BEGIN TASK INPUT

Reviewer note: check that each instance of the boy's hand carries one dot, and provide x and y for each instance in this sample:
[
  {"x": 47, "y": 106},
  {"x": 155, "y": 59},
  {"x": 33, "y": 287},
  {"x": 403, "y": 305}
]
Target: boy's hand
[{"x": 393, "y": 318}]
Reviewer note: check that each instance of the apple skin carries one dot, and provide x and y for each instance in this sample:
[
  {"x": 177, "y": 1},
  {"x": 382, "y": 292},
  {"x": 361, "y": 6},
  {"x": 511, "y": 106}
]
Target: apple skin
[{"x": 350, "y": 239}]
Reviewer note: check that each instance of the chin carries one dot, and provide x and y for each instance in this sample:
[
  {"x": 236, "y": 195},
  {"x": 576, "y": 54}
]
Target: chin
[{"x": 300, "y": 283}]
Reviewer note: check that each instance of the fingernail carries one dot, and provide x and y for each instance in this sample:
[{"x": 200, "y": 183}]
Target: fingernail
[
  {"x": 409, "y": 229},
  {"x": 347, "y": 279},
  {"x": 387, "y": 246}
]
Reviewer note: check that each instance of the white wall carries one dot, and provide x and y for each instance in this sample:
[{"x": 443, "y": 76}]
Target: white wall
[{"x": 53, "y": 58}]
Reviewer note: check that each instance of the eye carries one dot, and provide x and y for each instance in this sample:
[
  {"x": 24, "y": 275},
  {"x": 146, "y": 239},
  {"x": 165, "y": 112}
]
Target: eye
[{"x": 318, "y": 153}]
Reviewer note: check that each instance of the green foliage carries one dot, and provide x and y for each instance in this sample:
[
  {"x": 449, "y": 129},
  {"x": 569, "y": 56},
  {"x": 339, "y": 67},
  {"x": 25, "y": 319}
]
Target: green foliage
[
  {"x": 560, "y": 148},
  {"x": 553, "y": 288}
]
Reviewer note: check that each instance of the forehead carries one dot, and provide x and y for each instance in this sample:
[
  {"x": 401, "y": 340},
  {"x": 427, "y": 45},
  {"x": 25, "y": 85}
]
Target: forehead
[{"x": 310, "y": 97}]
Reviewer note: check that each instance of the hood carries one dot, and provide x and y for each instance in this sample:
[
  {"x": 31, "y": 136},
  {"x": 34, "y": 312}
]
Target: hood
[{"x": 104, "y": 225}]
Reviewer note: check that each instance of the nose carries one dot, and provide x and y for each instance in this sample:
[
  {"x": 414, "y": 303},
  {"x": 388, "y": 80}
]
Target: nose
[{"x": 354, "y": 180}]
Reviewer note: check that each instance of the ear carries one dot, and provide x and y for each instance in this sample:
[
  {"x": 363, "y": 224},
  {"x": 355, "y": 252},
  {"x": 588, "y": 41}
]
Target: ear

END TASK INPUT
BEGIN TASK INPUT

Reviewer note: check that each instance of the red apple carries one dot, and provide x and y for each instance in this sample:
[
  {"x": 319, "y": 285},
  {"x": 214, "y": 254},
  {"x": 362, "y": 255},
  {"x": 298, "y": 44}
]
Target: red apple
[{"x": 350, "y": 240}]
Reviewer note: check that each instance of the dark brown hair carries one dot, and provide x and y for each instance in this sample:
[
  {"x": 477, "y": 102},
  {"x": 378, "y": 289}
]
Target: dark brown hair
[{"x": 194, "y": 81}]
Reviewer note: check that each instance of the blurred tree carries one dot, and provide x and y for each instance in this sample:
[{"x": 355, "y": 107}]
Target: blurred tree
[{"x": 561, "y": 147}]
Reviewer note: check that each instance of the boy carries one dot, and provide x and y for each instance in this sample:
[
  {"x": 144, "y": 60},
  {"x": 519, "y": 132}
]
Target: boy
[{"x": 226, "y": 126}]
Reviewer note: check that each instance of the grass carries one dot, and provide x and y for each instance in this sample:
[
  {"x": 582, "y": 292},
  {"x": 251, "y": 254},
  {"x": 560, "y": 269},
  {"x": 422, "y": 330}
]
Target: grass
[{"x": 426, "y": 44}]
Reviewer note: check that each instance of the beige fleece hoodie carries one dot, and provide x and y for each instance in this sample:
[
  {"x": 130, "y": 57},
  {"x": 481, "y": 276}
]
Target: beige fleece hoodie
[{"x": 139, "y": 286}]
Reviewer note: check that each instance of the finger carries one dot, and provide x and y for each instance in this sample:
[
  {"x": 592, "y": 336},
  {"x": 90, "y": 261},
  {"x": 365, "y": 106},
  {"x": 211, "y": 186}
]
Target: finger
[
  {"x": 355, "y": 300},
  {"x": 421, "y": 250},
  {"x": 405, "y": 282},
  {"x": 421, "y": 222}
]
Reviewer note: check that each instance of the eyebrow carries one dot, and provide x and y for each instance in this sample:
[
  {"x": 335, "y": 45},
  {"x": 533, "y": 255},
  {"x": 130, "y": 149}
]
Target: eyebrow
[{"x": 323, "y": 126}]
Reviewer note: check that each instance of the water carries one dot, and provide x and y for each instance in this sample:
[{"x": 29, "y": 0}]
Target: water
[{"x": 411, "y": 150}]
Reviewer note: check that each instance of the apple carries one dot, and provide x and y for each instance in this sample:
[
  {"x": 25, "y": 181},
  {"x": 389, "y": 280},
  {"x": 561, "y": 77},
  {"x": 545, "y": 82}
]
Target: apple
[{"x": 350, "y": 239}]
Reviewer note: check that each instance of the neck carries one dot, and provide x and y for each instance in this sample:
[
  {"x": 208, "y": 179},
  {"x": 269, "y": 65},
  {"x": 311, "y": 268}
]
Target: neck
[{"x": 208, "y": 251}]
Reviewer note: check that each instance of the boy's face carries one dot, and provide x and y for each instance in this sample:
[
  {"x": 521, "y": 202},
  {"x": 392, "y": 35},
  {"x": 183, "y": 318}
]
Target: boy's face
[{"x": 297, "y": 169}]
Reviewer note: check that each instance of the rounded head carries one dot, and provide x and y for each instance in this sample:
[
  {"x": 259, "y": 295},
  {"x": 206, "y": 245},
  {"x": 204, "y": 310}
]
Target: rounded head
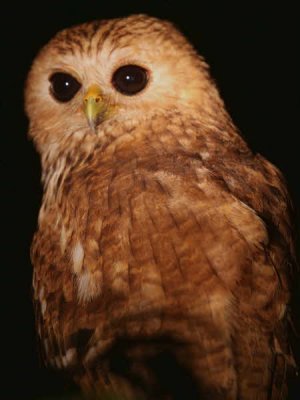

END TASK INPUT

AIM OF THE TASK
Please state how many lines in the records contain the word "rounded", and give only that number.

ANSWER FOR THE TASK
2